**EXERCISE TASK**: In the text clustering forum thread below, how many examples does the sample Excel file contain?

**DOCUMENT**:
-------
"Text Clustering"

Legacy User · April 2009

Ingo - I've taken this as far as I can and now I'm stuck! I've created the following experiment that attempts to cluster text extracted from a sample Excel file containing 14 examples, 0 special attributes and 8 regular attributes. Here's the syntax so far ...

<operator name="Root" class="Process" expanded="yes">
<operator name="ExcelExampleSource" class="ExcelExampleSource">
<parameter key="datamanagement" value="long_array"/>
<parameter key="excel_file" value="C:\feedback.xls"/>
<parameter key="first_row_as_names" value="true"/>
</operator>
<operator name="AttributeFilter" class="AttributeFilter">
<parameter key="condition_class" value="attribute_name_filter"/>
<parameter key="parameter_string" value="comments"/>
</operator>
<operator name="Nominal2String" class="Nominal2String">
</operator>
<operator name="StringTextInput" class="StringTextInput" expanded="yes">
<parameter key="default_content_language" value="english"/>
<parameter key="vector_creation" value="TermOccurrences"/>
<operator name="StringTokenizer" class="StringTokenizer">
</operator>
<operator name="EnglishStopwordFilter" class="EnglishStopwordFilter">
</operator>
<operator name="TokenLengthFilter" class="TokenLengthFilter">
<parameter key="min_chars" value="3"/>
</operator>
<operator name="PorterStemmer" class="PorterStemmer">
</operator>
</operator>
<operator name="ExampleSetGenerator" class="ExampleSetGenerator">
<parameter key="number_of_attributes" value="2"/>
<parameter key="target_function" value="gaussian mixture clusters"/>
</operator>
<operator name="KMeans" class="KMeans">
<parameter key="k" value="3"/>
</operator>
</operator>

This process produce 3 clusters. Cluster 0 has 33 items, Cluster 1 has 55 items, and Cluster 3 has 12 on a total of 100 examples. At this point, I want to apply a meaningful, user-friendly label to each cluster that captures the key theme of each cluster. How can I figure out the key theme for each cluster? What steps are next?
-------
**INFORMATION SHOWN**:
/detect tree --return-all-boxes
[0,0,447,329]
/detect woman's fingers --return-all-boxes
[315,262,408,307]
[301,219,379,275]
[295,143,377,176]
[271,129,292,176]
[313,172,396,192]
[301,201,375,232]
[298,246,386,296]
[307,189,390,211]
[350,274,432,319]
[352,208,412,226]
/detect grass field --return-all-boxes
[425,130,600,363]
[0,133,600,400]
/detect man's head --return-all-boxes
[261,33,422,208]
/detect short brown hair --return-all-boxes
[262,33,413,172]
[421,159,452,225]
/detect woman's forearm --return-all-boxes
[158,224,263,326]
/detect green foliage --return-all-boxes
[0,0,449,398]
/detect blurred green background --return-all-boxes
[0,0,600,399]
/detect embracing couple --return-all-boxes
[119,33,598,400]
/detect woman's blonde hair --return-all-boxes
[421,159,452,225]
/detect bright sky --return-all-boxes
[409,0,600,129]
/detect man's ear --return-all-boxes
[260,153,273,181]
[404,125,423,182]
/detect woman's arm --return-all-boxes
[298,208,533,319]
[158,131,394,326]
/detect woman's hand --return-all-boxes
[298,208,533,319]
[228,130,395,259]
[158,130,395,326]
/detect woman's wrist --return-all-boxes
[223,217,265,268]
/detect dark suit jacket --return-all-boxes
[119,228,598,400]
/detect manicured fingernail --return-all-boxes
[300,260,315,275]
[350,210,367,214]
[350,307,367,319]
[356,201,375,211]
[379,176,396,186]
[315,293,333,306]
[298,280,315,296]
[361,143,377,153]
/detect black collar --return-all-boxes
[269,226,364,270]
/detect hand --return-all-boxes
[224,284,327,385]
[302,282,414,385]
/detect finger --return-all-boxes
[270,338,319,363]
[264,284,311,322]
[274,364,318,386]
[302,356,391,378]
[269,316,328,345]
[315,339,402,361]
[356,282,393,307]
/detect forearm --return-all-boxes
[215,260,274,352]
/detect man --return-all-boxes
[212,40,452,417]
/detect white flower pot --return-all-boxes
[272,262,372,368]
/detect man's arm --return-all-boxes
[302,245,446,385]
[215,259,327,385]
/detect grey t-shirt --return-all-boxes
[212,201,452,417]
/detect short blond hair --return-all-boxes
-------
**RESULT BELOW**: 14 examples.